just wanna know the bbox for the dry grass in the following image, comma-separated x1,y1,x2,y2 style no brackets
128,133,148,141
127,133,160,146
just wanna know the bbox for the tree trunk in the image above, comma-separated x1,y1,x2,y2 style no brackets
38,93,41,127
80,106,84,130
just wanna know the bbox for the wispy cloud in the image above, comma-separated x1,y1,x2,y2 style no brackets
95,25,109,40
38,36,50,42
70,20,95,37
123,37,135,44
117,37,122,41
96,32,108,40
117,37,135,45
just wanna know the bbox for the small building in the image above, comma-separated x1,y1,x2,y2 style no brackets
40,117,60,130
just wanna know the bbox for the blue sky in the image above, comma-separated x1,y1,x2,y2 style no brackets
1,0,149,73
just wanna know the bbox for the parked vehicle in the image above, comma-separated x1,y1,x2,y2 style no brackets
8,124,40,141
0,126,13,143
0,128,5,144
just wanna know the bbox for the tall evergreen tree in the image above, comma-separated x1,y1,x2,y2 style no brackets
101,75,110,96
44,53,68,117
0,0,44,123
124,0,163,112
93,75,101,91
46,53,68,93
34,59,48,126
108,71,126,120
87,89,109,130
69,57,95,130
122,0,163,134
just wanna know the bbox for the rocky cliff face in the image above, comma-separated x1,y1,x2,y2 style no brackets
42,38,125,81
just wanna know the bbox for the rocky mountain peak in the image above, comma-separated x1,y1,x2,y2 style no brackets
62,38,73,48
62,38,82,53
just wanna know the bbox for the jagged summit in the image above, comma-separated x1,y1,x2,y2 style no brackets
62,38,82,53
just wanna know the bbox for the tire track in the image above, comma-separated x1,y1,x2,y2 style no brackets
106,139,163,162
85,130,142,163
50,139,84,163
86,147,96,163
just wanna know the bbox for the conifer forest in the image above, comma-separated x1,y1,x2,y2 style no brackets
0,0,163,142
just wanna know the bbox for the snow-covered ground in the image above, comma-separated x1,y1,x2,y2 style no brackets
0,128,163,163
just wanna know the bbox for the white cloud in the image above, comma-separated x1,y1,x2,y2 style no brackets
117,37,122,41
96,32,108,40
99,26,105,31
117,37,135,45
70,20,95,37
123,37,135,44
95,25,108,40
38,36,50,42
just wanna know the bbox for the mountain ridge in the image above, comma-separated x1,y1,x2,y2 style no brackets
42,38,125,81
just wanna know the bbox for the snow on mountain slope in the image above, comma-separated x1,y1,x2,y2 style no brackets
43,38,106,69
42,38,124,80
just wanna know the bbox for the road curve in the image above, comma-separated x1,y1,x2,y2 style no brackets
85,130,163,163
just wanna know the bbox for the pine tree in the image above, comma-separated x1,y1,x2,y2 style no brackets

────────────────────

Give back each line above precisely as it stands.

## Output of the exercise
just wanna know the bbox for the dry grass in the following image, comma-separated x1,y1,x2,y2 style no brackets
128,133,148,141
127,133,160,146
just wanna know the bbox for the tree trunk in the image above, comma-separated x1,y1,x2,y2 style no brackets
38,93,41,127
80,106,84,130
just wanna know the bbox for the wispy cloud in the image above, comma-separated x1,y1,x2,y2 style no brackets
95,25,109,40
38,36,50,42
70,20,95,37
123,37,135,44
117,37,122,41
96,32,108,40
117,37,135,45
just wanna know the bbox for the small building in the image above, comma-separated x1,y1,x2,y2 style no brackets
40,117,60,130
just wanna know the bbox for the blue sky in the image above, comma-separated x1,y1,x2,y2 style no brackets
1,0,149,73
just wanna know the bbox for the parked vehicle in the image above, comma-separated x1,y1,x2,y2 style no brackets
8,124,40,141
0,126,13,143
0,128,5,144
just wanna know the bbox for the tall evergreen tree in the image above, comma-separated x1,y1,x2,y2 style no brackets
101,75,110,96
44,53,68,117
0,0,44,123
124,0,163,112
93,75,101,91
46,53,68,93
34,59,48,126
108,71,126,120
87,89,109,130
69,57,95,130
122,0,163,134
just wanna know the bbox for the rocky cliff face in the image above, comma-separated x1,y1,x2,y2 style no brackets
42,38,125,81
just wanna know the bbox for the rocky mountain peak in the image above, comma-separated x1,y1,x2,y2 style no brackets
62,38,73,48
62,38,82,53
just wanna know the bbox for the jagged summit in the image above, comma-separated x1,y1,x2,y2 style no brackets
62,38,82,53
just wanna know the bbox for the tire track in the image above, comma-separated x1,y1,x2,y2 style no brackets
106,139,163,162
85,130,142,163
50,139,84,163
86,147,96,163
just wanna know the bbox for the conifer forest in the image above, comma-separated x1,y1,x2,y2 style no brackets
0,0,163,142
just wanna know the bbox for the snow-covered ground in the image above, comma-separated x1,y1,x2,y2 style no brackets
0,128,163,163
just wanna know the bbox for the white cloud in the image above, comma-separated x1,y1,x2,y2 style no brackets
117,37,122,41
96,32,108,40
99,26,105,31
117,37,135,45
70,20,95,37
123,37,135,44
95,25,108,40
38,36,50,42
just wanna know the bbox for the mountain ridge in the image above, comma-separated x1,y1,x2,y2 style no brackets
42,38,125,81
just wanna know the bbox for the snow on mountain slope in the image above, comma-separated x1,y1,x2,y2 style no brackets
43,38,106,69
42,38,124,80
just wanna know the bbox for the road curve in the image above, comma-separated x1,y1,x2,y2 style no brackets
85,130,163,163
just wanna know the bbox for the pine tree in the image above, comma-separated x1,y1,x2,y2 style no brackets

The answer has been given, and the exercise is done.